§ **Exercise details**
Tally the lines of the entries below that contain the word "green", and reply with the number alone.

§ **Object detection data**
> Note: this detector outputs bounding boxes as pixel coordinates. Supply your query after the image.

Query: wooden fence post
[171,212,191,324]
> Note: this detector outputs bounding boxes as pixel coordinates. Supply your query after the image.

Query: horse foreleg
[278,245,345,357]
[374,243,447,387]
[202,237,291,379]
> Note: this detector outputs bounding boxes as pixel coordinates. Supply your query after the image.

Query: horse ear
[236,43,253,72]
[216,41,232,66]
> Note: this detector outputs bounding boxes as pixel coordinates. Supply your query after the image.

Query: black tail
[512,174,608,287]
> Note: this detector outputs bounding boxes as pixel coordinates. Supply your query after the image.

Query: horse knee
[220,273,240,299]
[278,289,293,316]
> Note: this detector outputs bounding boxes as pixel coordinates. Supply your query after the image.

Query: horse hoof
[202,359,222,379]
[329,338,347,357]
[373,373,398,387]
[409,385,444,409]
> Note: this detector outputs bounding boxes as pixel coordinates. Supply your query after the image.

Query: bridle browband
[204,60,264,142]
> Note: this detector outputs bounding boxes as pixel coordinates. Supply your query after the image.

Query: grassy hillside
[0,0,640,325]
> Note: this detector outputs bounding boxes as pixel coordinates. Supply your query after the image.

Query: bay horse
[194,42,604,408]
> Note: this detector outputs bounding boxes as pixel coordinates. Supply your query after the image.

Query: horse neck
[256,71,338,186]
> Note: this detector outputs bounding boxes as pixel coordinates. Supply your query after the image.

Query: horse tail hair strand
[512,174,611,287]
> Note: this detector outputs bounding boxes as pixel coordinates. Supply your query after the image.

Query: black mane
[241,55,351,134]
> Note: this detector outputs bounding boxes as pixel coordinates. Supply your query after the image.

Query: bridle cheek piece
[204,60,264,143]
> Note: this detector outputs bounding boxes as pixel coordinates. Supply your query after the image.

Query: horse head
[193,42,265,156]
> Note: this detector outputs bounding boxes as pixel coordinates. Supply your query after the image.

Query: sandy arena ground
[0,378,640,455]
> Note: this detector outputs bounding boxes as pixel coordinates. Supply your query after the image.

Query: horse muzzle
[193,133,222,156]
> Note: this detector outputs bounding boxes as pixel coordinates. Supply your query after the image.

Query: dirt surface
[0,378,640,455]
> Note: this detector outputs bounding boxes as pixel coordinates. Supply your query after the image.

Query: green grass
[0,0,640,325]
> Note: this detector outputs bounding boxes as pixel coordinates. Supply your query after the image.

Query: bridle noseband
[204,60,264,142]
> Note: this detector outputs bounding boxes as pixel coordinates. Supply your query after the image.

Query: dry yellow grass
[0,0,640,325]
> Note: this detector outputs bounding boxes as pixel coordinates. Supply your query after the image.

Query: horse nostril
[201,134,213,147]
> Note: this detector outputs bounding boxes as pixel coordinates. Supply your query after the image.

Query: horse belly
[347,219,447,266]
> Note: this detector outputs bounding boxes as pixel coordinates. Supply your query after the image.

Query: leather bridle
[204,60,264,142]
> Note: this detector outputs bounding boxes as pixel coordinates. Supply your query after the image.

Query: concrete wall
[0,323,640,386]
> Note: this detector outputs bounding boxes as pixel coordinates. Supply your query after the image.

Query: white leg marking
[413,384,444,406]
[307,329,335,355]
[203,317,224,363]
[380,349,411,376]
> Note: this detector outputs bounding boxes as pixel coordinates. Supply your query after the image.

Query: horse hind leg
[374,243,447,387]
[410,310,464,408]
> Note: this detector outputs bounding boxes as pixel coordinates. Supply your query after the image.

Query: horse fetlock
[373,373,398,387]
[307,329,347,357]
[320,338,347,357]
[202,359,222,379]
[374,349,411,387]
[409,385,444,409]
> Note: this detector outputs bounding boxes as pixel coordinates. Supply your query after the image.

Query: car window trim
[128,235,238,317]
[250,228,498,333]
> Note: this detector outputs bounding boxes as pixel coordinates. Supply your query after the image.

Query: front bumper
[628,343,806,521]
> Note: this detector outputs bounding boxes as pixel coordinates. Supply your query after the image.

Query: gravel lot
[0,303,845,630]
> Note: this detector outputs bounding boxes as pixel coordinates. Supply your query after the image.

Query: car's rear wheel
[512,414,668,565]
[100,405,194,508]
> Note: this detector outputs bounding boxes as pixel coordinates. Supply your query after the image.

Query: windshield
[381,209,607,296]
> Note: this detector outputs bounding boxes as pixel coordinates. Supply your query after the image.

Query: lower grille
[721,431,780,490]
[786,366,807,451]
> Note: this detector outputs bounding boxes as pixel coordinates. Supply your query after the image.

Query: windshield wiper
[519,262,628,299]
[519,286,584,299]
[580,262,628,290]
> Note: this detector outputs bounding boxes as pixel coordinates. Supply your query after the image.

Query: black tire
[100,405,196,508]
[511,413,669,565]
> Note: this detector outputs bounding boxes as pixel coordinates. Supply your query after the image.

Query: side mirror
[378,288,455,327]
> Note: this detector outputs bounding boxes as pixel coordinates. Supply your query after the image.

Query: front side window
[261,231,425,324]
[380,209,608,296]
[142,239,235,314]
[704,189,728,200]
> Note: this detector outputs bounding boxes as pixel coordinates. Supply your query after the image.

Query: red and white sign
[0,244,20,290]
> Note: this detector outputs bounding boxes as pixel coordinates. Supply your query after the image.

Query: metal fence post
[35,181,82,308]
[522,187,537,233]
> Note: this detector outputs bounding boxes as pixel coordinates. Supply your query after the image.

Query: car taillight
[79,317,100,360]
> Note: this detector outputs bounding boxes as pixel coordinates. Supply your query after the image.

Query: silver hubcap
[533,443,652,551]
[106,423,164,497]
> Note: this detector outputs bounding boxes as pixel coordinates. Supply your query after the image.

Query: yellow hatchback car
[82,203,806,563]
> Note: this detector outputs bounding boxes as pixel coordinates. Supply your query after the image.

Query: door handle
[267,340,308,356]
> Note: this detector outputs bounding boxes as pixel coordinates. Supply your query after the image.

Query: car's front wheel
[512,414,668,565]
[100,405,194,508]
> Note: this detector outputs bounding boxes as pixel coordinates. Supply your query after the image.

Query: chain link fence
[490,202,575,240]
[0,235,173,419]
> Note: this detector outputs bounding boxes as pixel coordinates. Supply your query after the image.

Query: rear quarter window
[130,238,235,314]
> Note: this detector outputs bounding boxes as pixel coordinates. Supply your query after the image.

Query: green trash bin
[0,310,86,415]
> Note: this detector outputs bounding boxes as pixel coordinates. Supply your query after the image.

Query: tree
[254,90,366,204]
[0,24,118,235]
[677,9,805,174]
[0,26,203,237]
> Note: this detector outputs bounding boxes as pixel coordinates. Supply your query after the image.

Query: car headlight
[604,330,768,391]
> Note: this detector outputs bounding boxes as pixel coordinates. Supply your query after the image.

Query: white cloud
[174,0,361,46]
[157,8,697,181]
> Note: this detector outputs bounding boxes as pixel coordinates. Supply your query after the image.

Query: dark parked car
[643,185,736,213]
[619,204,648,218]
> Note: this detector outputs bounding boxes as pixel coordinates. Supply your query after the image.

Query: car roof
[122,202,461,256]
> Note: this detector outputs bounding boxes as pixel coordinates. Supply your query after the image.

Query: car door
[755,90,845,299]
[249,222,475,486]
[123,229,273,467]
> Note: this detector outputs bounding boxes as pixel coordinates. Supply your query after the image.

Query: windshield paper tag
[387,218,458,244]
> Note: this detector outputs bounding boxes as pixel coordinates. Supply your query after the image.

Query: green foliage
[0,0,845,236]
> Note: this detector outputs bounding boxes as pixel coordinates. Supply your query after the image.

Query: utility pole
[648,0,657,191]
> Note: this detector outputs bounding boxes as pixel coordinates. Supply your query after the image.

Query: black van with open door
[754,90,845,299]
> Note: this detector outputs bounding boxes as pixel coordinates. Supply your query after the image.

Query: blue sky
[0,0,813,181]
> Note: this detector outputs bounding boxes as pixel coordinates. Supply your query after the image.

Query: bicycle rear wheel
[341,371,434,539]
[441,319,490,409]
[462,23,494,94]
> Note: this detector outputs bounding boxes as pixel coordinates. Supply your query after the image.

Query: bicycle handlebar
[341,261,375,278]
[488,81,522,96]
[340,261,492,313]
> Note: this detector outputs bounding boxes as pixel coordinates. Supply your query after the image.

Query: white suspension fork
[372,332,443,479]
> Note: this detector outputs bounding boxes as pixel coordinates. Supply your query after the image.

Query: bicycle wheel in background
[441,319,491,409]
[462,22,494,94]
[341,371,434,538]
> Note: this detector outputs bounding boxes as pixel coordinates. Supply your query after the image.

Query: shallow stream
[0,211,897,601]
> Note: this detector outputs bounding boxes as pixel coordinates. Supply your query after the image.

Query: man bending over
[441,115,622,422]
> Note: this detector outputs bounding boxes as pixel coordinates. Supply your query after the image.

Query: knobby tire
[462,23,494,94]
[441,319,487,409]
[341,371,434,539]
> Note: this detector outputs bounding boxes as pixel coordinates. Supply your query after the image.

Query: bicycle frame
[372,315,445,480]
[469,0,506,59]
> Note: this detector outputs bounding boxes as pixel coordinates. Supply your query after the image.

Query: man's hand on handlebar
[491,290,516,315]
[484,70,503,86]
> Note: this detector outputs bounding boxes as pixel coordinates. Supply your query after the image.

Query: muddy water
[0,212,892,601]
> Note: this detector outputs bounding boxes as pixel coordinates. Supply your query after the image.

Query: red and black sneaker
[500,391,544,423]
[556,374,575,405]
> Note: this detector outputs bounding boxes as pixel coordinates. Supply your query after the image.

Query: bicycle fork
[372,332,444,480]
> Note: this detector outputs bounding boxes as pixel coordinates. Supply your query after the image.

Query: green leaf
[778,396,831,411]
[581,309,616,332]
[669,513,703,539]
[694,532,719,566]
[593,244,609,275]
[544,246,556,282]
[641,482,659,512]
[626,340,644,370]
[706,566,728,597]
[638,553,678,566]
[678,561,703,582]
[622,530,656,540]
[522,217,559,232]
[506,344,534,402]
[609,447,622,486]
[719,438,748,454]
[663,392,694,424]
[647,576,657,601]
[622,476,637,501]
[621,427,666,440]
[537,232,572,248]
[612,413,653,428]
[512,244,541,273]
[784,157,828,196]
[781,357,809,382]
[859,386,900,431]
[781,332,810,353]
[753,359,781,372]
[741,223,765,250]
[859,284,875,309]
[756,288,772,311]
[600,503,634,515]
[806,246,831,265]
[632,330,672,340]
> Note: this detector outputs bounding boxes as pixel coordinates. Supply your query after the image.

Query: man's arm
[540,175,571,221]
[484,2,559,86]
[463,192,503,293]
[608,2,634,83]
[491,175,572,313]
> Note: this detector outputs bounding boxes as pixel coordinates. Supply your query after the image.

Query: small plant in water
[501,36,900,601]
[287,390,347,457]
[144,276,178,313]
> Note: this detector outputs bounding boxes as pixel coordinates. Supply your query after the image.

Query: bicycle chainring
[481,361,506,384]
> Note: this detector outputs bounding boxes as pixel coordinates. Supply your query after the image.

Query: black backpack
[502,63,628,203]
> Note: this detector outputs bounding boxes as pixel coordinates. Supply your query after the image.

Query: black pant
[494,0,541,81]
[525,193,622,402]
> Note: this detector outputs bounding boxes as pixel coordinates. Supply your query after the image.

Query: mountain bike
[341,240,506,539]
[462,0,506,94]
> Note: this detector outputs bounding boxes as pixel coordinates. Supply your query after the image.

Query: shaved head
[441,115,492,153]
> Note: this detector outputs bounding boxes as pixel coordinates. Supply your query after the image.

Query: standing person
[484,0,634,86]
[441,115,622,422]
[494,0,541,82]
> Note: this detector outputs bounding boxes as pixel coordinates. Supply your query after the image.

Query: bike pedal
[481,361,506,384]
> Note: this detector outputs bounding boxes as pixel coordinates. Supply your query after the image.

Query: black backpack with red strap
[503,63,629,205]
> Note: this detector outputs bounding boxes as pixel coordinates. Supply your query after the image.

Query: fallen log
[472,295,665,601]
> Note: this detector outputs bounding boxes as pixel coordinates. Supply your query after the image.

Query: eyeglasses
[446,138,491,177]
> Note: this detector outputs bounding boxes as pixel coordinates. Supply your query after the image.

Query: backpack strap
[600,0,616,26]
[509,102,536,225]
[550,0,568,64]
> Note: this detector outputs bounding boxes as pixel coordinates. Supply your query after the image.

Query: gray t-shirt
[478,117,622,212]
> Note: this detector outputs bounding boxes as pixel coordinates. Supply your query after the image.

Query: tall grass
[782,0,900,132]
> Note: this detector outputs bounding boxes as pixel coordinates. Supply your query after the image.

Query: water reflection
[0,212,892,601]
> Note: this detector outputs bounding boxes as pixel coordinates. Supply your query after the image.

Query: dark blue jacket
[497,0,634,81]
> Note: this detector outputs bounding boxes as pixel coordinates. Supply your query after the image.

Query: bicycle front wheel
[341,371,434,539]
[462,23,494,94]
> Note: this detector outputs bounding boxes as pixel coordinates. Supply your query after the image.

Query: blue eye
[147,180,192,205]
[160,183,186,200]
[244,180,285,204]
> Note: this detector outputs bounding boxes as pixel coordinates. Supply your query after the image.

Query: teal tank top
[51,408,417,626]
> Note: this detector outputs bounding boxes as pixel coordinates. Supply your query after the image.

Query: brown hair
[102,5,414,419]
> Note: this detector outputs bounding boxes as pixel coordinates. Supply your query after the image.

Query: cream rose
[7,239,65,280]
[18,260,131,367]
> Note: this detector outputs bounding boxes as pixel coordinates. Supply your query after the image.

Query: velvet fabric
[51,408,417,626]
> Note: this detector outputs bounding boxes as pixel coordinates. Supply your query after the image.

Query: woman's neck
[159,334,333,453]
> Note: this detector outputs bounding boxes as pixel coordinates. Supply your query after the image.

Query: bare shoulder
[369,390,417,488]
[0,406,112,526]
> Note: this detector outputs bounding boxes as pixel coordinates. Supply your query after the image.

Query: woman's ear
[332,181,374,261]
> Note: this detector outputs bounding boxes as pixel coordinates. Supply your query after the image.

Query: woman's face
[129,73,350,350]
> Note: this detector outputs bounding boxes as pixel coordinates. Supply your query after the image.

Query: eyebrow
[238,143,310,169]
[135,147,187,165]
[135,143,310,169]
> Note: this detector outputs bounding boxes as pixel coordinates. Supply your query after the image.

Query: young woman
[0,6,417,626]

§ **Exercise solution**
4